─── EXERCISE TEXT ───

Handy Brother-in-Law Retorts

August 12th, 2011 at 1:06 pm

Someone asked me for a list of the usual canards you hear from people who just want to work your last good nerve at the family barbeque, along with the best responses to them.  Once I got started, it was hard to stop, so this is a very long post.  But that’s only because there’s so much nonsense going around these days.

This being summertime, we’re all spending a lot of time with our families, and sometimes that brother-in-law just starts hitting you with Fox talking points.  Don’t throw your hot dog at him—throw back these witty retorts.  (Of course, I’m not referring to my brothers-in-law—Jim, Andy…this isn’t about you…I mean not directly…I mean maybe a little…but not much…).

Cutting spending creates jobs: Start with flipping this on him: “It’s the other way round, of course.”

With consumers strapped by the weak job market, corporations sitting on piles of cash reserves (and thus not investing in job-creating endeavors), to cut back on government spending would only mean more job losses.  Point out that states are cutting their budgets leading cities and towns to lay people off month-after-month.

Use this example, fresh in the minds of others in the backyard: when the FAA was shut down for almost two weeks, 4,000 federal workers were furloughed but another 70,000 private transportation and construction workers were also laid off of projects that were doing for the agency.

End with: “Cutting spending cuts jobs.”  Have another hot dog.

The budget deficit is our big problem: Ask him why.  What is it doing that’s hurting the economy?  Is it crowding out private borrowing?  Can’t be that—interest rates are low and firms have all the cash they need to invest if they wanted to do so.

If he goes to the “uncertainty” place—employers won’t hire because they’re too worried about the national debt—just look aghast and say, “Wait a minute—you’re telling me that an employer who needs a new worker in order to meet demand for her goods or services won’t hire that worker because of the budget deficit?  The employer would leave profit on the table because the debt-to-GDP ratio is too high?!?”

Then just shake your head in disbelief while reaching for another slice of watermelon.

Of course, he might then go here:

The federal budget is like a family budget and we’ve all gotta tighten our belts: Agree with him that sure, given the loss of our home values and the cutbacks in our hours and paychecks, we have to tighten our belts, but then hit him with: that’s exactly why the federal government has to loosen its belt!

It’s the only game in town—states, like families, have to balance their budgets, but the feds can and must run deficits—loosen their belt—in order to offset the belt tightening going on everywhere else.

Tell him that the recession is like a boat taking on water, and there’s only one guy in the boat with a bucket to bail, but it’s a big bucket and can keep the boat from sinking.  When you incorrectly think of the federal budget like the family budget, you threaten to take away the big guy’s bucket and scuttle the ship.

Moreover, once families get back on track and can loosen their belts a bit, that’s when the federal gov’t has to tighten, i.e., to pay down the deficit it built up in the downturn…(as a little coda to your argument here, point out how GW Bush got that completely backwards—inheriting a budget surplus and turning it into a deficit during an economic expansion!).

───

AIM OF THE TASK: Write the next part of the post on retorts to economic talking points, starting right after its final paragraph.

─── DATASET EXCERPTS ───

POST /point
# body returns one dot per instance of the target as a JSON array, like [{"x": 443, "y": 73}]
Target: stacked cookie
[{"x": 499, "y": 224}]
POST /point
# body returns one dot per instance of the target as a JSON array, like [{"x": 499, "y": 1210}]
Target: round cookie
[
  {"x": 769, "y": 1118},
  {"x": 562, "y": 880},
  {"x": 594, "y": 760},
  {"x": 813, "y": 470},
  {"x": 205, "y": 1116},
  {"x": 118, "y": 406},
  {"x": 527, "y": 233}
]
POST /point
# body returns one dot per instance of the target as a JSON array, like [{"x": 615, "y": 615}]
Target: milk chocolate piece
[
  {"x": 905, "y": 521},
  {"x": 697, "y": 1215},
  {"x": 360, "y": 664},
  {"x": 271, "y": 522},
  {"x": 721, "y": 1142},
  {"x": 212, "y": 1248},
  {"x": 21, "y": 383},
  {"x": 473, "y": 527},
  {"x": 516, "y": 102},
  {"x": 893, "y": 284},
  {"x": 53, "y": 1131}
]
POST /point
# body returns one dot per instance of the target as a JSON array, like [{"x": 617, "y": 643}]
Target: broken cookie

───

RESPONSE AREA:
Gov’t can’t do anything about jobs; gov’t doesn’t create jobs: Point out that, in fact, 22 million people work for the government, and before he chokes on his hamburger explaining how they’re all lazy do-nothings, remind him that the largest group— 14 million— are local jobs…has he been over to the public school lately, or had his trash picked up, and seen a cop on the beat?  Because that’s what we’re talking about here.

And that’s just in good times.  When we hit a recession, we need government spending to temporarily step up to the plate and create jobs like we did in the Recovery Act.  (Again, cue incredulity and guffaws.)

But it’s true…don’t cite statistics…cite anecdotes…there’s a LED factory in North Carolina that expanded thanks the Recovery Act, a window manufacturer in Philly, an airport security equipment provider in MA.  All these e.g.’s come from a series I wrote for the Huffington Post awhile back called “Recovery Act in Action.”  So do a little homework on this one— I actually think you’ll be surprised to read about some of this stuff.

But have some chips first.

Public spending crowds out private spending: You’re more likely to hear this one if you bro-in-law read the WSJ, but it’s just a variant on gov’t doesn’t create jobs, deficits are always bad, etc.

Very simple to straighten him out on this one.  If borrowing by the gov’t was competing with, or “crowding out,” borrowing from businesses and households, that would lead to higher interest rates, as the competition among borrowers for scarce loanable funds would bid up the price of loans, i.e., the interest rate.

But interest rates are very low, and firms are sitting on lots of cash…in other words the supply of loanable funds remains high relative to the demand.  Tell your brother in law that you’ll worry about this one when the unemployment rate is back down to 5%, and that could be awhile.

There’s too much regulation—that’s what’s holding back job growth: This is a very common nerve-worker.

Again, ask him what he’s talking about.  Much of the time, these guys are just repeating talking points and don’t have specifics.  But if he does have some, the following is almost surely true: either they (the regulations he’s citing) have been around forever and thus can’t explain the current, cyclical problem, or they haven’t kicked in yet.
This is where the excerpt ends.